═══ Entrées

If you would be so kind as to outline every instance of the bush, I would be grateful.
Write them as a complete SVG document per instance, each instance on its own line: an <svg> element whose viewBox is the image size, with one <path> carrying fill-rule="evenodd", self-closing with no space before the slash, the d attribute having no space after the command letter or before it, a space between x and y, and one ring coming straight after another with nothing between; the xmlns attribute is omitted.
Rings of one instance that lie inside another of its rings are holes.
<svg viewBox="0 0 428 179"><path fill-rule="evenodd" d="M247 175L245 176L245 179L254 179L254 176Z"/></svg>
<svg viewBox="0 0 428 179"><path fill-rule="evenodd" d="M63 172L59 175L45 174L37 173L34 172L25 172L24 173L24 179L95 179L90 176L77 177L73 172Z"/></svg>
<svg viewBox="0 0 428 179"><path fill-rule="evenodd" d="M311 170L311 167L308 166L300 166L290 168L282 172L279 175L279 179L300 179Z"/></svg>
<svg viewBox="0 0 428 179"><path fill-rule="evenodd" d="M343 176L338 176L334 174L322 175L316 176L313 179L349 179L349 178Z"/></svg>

══════

À faire: Transforme en liste numérotée les lignes qui vont du début des entrées jusqu'à celle qui contient « 175L245 176L245 179L254 », les deux incluses. Laisse de côté les lignes vides.

Résultat:
1. If you would be so kind as to outline every instance of the bush, I would be grateful.
2. Write them as a complete SVG document per instance, each instance on its own line: an <svg> element whose viewBox is the image size, with one <path> carrying fill-rule="evenodd", self-closing with no space before the slash, the d attribute having no space after the command letter or before it, a space between x and y, and one ring coming straight after another with nothing between; the xmlns attribute is omitted.
3. Rings of one instance that lie inside another of its rings are holes.
4. <svg viewBox="0 0 428 179"><path fill-rule="evenodd" d="M247 175L245 176L245 179L254 179L254 176Z"/></svg>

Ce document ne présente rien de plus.